Render every entry below as a JSON array of strings, one string per line, with blank lines omitted.

Segmentation mask data
== == ==

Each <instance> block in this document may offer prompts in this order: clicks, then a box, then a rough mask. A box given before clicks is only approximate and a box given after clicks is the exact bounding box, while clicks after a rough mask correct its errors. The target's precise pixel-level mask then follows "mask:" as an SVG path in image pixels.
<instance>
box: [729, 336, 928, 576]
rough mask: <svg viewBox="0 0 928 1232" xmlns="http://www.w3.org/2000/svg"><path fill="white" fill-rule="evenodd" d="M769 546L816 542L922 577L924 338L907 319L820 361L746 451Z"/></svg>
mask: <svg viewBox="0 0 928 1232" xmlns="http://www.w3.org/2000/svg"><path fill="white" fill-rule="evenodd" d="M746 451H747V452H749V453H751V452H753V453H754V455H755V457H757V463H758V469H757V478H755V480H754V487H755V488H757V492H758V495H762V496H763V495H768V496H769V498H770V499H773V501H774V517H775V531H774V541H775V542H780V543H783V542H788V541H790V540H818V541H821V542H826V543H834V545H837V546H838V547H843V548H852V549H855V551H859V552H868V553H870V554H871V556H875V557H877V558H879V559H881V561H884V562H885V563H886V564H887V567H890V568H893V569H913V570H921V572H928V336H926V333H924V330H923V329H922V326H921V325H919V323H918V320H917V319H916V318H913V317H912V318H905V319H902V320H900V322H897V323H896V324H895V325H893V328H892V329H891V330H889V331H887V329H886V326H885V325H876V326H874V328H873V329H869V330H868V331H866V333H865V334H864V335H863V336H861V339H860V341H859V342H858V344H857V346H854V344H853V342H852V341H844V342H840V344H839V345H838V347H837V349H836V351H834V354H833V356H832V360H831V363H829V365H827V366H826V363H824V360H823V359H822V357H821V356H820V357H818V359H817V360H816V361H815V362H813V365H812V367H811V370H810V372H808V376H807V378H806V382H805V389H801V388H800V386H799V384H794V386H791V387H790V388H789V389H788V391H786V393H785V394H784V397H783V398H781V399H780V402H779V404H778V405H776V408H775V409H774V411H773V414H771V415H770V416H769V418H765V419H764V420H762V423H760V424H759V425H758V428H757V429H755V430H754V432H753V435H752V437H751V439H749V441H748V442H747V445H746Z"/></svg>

== == ==

Output
[
  "Each <instance> block in this document may offer prompts in this order: clicks, then a box, then a rough mask. A box given before clicks is only approximate and a box given after clicks is the exact bounding box, while clicks after a rough mask correct its errors. The target's precise pixel-level mask then follows \"mask:\" as an SVG path in image pixels.",
  "<instance>",
  "box: [729, 336, 928, 576]",
  "rough mask: <svg viewBox=\"0 0 928 1232\" xmlns=\"http://www.w3.org/2000/svg\"><path fill=\"white\" fill-rule=\"evenodd\" d=\"M769 546L816 542L922 577L924 338L907 319L820 361L746 451Z\"/></svg>",
  "mask: <svg viewBox=\"0 0 928 1232\" xmlns=\"http://www.w3.org/2000/svg\"><path fill=\"white\" fill-rule=\"evenodd\" d=\"M746 451H747V452H749V453H751V452H753V453H754V455H755V457H757V463H758V469H757V478H755V480H754V487H755V488H757V492H758V495H762V496H763V495H768V496H769V498H770V499H773V501H774V517H775V531H774V541H775V542H780V543H783V542H788V541H790V540H818V541H821V542H826V543H834V545H837V546H838V547H843V548H852V549H855V551H859V552H868V553H870V554H871V556H875V557H877V558H879V559H881V561H884V562H885V563H886V564H887V567H890V568H893V569H913V570H921V572H928V336H926V333H924V330H923V329H922V326H921V325H919V323H918V320H917V319H916V318H913V317H912V318H905V319H902V320H900V322H897V323H896V324H895V325H893V328H892V329H891V330H889V331H887V329H886V326H885V325H876V326H874V328H873V329H869V330H868V331H866V333H865V334H864V335H863V336H861V339H860V341H859V342H858V344H857V346H854V344H853V342H852V341H844V342H840V344H839V345H838V347H837V349H836V351H834V354H833V356H832V360H831V363H829V365H827V366H826V363H824V360H823V359H822V357H821V356H820V357H818V359H817V360H816V361H815V362H813V365H812V367H811V370H810V372H808V376H807V378H806V382H805V389H801V388H800V386H799V384H794V386H791V387H790V388H789V389H788V391H786V393H785V394H784V397H783V398H781V399H780V402H779V404H778V405H776V408H775V409H774V411H773V414H771V415H770V416H769V418H765V419H764V420H762V423H760V424H759V425H758V428H757V429H755V430H754V432H753V435H752V437H751V439H749V441H748V442H747V445H746Z\"/></svg>"
]